● Record list:
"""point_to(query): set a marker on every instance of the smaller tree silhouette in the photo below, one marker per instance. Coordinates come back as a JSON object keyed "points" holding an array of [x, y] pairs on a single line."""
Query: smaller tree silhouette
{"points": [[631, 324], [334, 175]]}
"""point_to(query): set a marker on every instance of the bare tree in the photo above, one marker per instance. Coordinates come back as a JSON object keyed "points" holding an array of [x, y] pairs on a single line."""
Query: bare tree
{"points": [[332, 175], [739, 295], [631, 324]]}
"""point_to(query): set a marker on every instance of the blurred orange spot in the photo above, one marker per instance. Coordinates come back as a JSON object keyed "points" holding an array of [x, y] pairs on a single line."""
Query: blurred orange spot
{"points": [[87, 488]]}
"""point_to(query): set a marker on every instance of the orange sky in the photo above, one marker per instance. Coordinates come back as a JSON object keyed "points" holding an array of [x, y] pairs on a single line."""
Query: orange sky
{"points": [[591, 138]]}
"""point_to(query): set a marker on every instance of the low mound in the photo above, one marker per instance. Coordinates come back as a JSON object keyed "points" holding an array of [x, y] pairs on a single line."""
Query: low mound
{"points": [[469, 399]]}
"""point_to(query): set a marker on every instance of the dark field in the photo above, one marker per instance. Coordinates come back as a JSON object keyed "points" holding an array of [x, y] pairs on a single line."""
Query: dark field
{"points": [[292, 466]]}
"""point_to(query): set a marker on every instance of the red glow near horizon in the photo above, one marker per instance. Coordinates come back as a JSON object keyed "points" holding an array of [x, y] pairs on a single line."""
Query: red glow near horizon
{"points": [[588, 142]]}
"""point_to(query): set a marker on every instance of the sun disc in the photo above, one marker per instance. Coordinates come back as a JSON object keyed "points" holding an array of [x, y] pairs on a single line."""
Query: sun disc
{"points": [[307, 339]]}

● Given task: Swap "marker" for "pin" in the lines from the one containing "the red glow" through the end of the records, and give those lines again with nothing else changed.

● Result below:
"""point_to(query): set a pin on every instance of the red glow near horizon in the photo above, one pin per instance. Coordinates come back as a JSON object keyed "points" holding an array of [x, y] pairs on a single line."""
Query: red glow near horizon
{"points": [[588, 142]]}
"""point_to(query): set a pin on every instance of the sun disc in the photo above, one pin per instance. Coordinates come back as a JSON object keyed "points" holding an array of [x, y] pairs on a single line."""
Query: sun disc
{"points": [[307, 339]]}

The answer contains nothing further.